* [To do]: Below are entries; output exactly the lines from the one with "For every instance of the shrub, mark" to the one with "For every instance of the shovel, mark", both included, and nothing else.

* [Provided information]:
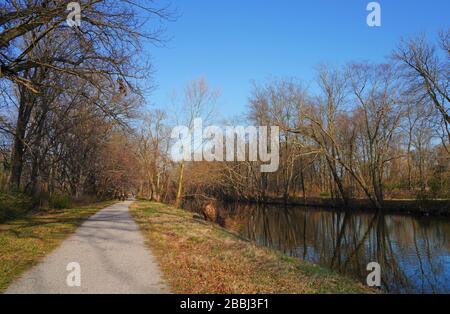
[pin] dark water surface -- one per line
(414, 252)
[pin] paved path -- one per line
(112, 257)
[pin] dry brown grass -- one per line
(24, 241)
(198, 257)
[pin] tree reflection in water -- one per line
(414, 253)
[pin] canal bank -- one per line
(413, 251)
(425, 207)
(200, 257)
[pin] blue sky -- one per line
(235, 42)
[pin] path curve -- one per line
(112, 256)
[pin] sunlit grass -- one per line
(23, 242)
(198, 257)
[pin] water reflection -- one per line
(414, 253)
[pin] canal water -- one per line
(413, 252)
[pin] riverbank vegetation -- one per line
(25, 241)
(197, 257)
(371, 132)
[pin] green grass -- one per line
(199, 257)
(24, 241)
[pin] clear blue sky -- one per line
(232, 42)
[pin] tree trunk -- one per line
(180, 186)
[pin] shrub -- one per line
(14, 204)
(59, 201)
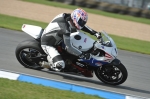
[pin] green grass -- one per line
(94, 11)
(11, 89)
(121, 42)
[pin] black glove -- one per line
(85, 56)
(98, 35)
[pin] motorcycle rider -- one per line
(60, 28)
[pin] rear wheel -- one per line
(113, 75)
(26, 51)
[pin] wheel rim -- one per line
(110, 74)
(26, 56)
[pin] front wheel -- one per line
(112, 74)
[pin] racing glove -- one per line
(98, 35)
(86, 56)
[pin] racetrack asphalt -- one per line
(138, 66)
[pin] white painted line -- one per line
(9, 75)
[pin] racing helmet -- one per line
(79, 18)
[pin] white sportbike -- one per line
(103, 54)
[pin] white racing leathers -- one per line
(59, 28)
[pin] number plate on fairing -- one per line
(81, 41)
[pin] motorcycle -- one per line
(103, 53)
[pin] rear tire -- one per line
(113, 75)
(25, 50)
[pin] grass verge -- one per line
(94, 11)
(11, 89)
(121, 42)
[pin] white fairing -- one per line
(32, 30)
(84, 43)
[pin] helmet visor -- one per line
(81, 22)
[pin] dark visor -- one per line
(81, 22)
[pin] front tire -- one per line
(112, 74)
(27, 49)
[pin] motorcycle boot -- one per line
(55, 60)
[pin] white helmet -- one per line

* * *

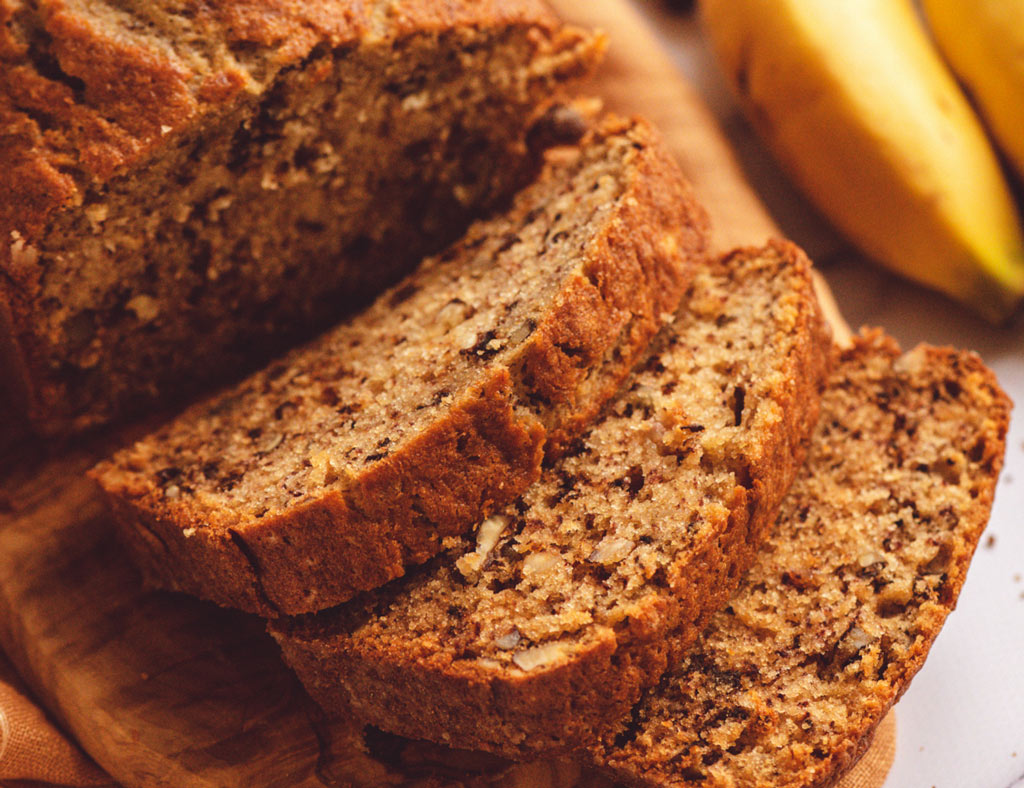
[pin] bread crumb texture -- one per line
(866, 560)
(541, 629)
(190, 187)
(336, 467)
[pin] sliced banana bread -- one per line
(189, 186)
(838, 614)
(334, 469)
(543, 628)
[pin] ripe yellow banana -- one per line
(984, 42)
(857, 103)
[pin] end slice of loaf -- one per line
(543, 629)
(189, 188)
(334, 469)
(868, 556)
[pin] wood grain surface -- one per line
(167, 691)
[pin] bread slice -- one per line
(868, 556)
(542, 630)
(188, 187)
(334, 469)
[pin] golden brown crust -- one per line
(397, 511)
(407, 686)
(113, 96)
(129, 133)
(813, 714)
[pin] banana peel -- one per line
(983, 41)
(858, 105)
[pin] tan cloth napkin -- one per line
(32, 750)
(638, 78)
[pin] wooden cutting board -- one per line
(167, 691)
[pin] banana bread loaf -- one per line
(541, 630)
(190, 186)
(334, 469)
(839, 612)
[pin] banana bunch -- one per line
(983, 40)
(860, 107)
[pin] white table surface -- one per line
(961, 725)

---

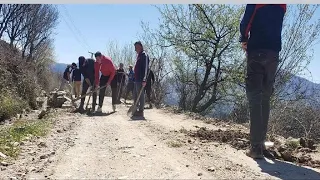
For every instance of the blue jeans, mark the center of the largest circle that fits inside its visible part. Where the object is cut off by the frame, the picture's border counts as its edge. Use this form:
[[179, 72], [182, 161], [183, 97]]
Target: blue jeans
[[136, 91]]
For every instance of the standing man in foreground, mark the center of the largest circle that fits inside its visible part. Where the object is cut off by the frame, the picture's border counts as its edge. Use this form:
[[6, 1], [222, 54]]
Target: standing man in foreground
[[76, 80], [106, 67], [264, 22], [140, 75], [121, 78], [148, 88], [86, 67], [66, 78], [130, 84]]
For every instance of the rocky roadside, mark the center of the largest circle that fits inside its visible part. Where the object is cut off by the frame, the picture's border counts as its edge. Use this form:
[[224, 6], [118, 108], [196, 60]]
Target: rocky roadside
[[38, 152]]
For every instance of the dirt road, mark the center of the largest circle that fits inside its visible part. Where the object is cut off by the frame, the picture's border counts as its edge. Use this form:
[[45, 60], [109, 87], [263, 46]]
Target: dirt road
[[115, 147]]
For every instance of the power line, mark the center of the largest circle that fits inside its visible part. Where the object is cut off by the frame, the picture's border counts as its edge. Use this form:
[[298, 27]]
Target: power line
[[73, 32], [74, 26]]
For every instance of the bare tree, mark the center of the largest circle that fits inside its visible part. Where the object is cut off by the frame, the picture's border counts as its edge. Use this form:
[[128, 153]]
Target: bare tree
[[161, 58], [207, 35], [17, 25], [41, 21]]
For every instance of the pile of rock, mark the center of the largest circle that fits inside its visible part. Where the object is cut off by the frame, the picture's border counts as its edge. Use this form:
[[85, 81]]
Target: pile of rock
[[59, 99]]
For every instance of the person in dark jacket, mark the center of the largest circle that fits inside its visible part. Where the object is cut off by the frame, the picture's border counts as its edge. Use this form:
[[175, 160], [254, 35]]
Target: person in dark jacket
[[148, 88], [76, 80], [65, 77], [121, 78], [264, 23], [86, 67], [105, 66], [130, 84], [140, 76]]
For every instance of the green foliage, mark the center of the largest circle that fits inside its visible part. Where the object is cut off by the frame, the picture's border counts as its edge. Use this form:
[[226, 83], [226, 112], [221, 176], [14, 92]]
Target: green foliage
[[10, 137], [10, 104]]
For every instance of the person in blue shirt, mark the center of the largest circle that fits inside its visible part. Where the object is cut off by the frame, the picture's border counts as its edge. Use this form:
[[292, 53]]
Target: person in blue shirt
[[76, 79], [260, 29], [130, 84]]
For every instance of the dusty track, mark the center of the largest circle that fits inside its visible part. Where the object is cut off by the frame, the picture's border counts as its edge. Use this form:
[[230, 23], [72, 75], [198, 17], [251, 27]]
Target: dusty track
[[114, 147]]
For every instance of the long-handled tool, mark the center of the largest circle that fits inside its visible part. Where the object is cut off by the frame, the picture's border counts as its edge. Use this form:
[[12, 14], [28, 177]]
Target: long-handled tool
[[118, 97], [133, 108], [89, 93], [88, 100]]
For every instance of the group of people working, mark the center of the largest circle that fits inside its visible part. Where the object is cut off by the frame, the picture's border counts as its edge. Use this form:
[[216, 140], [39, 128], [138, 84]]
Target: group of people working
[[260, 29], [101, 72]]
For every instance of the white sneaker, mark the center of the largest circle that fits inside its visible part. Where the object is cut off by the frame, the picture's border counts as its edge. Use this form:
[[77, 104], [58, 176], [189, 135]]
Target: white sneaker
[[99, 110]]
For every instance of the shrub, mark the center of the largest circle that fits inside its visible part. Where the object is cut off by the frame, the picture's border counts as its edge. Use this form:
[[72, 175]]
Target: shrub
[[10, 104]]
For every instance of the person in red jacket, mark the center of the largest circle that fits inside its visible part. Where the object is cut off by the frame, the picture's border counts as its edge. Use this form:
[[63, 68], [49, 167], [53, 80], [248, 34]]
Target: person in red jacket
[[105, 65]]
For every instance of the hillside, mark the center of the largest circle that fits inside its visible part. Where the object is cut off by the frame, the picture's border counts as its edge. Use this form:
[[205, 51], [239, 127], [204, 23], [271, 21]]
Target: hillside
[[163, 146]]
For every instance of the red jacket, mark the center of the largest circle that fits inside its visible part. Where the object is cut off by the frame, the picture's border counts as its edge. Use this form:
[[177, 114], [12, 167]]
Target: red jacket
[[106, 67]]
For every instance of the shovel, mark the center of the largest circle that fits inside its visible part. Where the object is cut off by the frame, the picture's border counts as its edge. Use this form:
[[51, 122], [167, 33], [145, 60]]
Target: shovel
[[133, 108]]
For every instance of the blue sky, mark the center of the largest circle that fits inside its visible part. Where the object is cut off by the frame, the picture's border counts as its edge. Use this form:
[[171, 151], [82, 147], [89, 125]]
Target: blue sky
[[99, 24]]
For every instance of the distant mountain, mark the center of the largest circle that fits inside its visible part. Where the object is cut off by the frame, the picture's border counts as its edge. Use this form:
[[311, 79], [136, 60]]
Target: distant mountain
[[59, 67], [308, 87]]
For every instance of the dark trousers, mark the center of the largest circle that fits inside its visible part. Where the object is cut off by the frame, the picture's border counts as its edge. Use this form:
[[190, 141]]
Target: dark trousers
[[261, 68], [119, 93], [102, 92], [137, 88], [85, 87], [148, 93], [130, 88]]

* [Your solution]:
For every instance of the shrub, mark the center of the largest circle that fits inside its visible part. Where the object is cut off by the frame, the picture's border counts as its edge. Use this form:
[[72, 175]]
Target: shrub
[[10, 104]]
For every instance of the person in red jacket, mark the center of the largest circle that fits inside its visible part. Where the object is cut off by the frame, the picture's border counts as its edge. Use this form:
[[63, 68], [49, 167], [53, 80], [248, 34]]
Target: person in red jacket
[[105, 65]]
For every instance of the hillside, mark the center of the largest circle that fits inside its visible part. Where the object is cut off by the frame, the picture's border counts as its edge. Use this form:
[[205, 51], [239, 127], [204, 23], [271, 21]]
Target: hillside
[[163, 146]]
For every instance of the red jacket, mark the center of the largest circle that fits inside its visible part. Where the object is cut off by the frame, the picture's border counts as its edge. Use this form:
[[177, 114], [12, 167]]
Target: red jacket
[[106, 67]]
For every instance of the shovel, mark the center of the largest circle that fits inside its visible part. Where the object is cut off by the frame, the picture's border counts as its edge. Use this form:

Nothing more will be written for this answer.